Berauschendes Theater - spannend und rasant!
„Faust. Eine Tragödie“ von Johann Wolfgang von Goethe am Vorarlberger Landestheater
Dagmar Ullmann-Bautz · Apr 2025 · Theater

Soll oder muss man „Faust“ heute noch spielen? Diese Frage steht zu Beginn der Ankündigung auf der Homepage des Vorarlberger Landestheaters – und das Publikum ist nach der Premiere in Bregenz einer Meinung: Ja, man muss! Das Landestheater präsentierte einen „Faust“, wie er spannender und fesselnder kaum sein könnte – Schauspielkunst vom Feinsten, voller kreativer Ideen, mit einem Tempo und Rhythmus, dem man von der ersten bis zur letzten Minute fast atemlos folgt.

Wahnwitziger Reigen radikal gekürzt

In der energiegeladenen, körperbetonten Inszenierung von Max Merker und im klugen wie eindrucksvollen Bühnenbild von Damian Hitz entfaltet sich ein wahnwitziger Reigen zwischen den drei Hauptfiguren Faust, Mephisto und Margarete – gespielt von Luzian Hirzel, Milva Stark und Rebecca Hammermüller. In der stark gekürzten Fassung von Dramaturg Martin Bieri – der Abend dauert nur 90 Minuten – ist alles enthalten: Goethes Geschichte wird mit großer Empathie und stringenter Klarheit erzählt, ohne dass Tragödie oder Komödie zu kurz kommen. Im Gegenteil – beides trifft in dieser komprimierten Form das Publikum mit voller Wucht.

- _Aufgabe 1_: Gib jede Zeile der Einträge zurück, in der das Wort „microphone“ vorkommt.
Die Theaterkritik und die Einträge stammen aus unterschiedlichen Quellen.

(Gespeicherte Einträge)
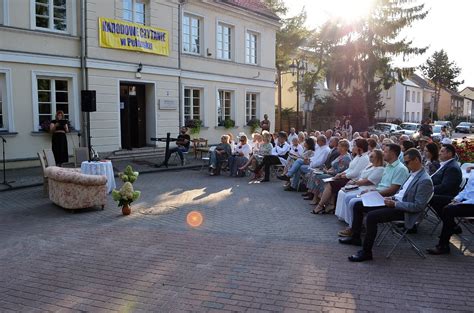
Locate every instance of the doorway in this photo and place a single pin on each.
(132, 115)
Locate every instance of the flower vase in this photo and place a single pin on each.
(126, 210)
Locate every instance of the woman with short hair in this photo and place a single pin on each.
(59, 128)
(315, 182)
(240, 156)
(432, 158)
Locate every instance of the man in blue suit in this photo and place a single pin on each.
(447, 179)
(407, 204)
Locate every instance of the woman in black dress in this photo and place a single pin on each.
(59, 129)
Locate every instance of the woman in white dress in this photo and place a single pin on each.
(368, 178)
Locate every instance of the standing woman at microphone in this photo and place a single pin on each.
(59, 129)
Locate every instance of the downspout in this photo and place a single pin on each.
(180, 96)
(83, 66)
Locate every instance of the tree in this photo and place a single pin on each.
(364, 58)
(442, 73)
(289, 38)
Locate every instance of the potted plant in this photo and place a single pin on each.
(254, 124)
(229, 123)
(126, 195)
(194, 125)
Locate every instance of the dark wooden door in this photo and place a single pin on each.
(132, 116)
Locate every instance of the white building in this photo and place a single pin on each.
(152, 63)
(406, 101)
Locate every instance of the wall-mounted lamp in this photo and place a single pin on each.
(138, 74)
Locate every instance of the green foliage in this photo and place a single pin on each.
(366, 49)
(442, 72)
(229, 123)
(126, 194)
(128, 175)
(254, 124)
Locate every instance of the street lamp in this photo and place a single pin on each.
(298, 67)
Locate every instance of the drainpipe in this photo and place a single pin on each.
(85, 83)
(180, 96)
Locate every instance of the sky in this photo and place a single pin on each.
(448, 26)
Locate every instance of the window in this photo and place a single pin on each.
(224, 104)
(250, 106)
(51, 14)
(251, 48)
(191, 34)
(224, 44)
(192, 104)
(53, 95)
(134, 11)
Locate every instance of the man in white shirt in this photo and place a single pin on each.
(303, 167)
(279, 152)
(292, 135)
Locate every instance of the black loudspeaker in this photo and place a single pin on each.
(88, 102)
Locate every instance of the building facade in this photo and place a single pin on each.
(153, 63)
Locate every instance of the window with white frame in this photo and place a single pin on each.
(51, 14)
(224, 44)
(53, 96)
(192, 104)
(224, 106)
(251, 106)
(191, 34)
(3, 117)
(134, 11)
(251, 47)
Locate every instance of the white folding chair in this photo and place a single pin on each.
(402, 233)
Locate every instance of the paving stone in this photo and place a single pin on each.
(258, 249)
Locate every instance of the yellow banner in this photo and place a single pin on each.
(117, 34)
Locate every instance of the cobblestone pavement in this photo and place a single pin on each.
(257, 250)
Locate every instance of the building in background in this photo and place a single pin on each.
(468, 94)
(153, 63)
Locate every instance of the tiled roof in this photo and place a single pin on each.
(256, 6)
(420, 81)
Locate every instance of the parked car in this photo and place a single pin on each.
(385, 128)
(448, 124)
(409, 129)
(465, 127)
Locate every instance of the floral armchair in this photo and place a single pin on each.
(73, 190)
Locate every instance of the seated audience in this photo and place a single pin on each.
(240, 156)
(279, 154)
(220, 154)
(447, 179)
(368, 179)
(407, 204)
(295, 153)
(394, 175)
(300, 167)
(356, 166)
(315, 182)
(431, 158)
(257, 157)
(461, 206)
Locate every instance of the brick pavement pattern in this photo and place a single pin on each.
(258, 250)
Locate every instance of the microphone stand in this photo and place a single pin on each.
(4, 172)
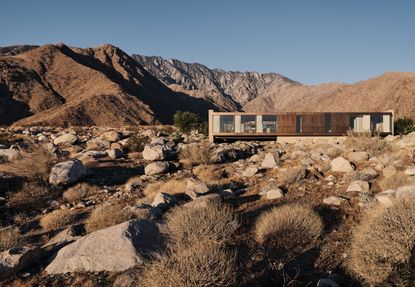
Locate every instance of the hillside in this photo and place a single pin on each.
(60, 85)
(252, 91)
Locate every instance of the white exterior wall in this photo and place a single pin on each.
(237, 124)
(259, 126)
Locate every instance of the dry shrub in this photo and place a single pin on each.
(291, 174)
(136, 143)
(172, 186)
(215, 222)
(57, 219)
(32, 196)
(288, 231)
(195, 154)
(381, 250)
(107, 215)
(9, 238)
(35, 165)
(399, 179)
(79, 191)
(199, 265)
(365, 142)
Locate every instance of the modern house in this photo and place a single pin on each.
(270, 126)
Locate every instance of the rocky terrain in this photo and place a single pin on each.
(252, 91)
(149, 206)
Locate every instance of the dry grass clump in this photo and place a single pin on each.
(9, 238)
(172, 186)
(32, 196)
(381, 250)
(199, 265)
(57, 219)
(398, 180)
(216, 223)
(195, 154)
(79, 191)
(107, 215)
(35, 165)
(287, 231)
(365, 142)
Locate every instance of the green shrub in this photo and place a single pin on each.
(188, 121)
(404, 126)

- _Aufgabe 2_: Liefere den Abschnitt der Theaterkritik unverändert, beginnend mit „Berauschendes Theater - spannend“ und fortlaufend bis einschließlich „fast atemlos folgt.“.

- _Ergebnis 1_:
Locate every instance of the standing woman at microphone in this photo and place a single pin on each.
Locate every instance of the microphone stand in this photo and place a single pin on each.

- _Ergebnis 2_:
Berauschendes Theater - spannend und rasant!
„Faust. Eine Tragödie“ von Johann Wolfgang von Goethe am Vorarlberger Landestheater
Dagmar Ullmann-Bautz · Apr 2025 · Theater

Soll oder muss man „Faust“ heute noch spielen? Diese Frage steht zu Beginn der Ankündigung auf der Homepage des Vorarlberger Landestheaters – und das Publikum ist nach der Premiere in Bregenz einer Meinung: Ja, man muss! Das Landestheater präsentierte einen „Faust“, wie er spannender und fesselnder kaum sein könnte – Schauspielkunst vom Feinsten, voller kreativer Ideen, mit einem Tempo und Rhythmus, dem man von der ersten bis zur letzten Minute fast atemlos folgt.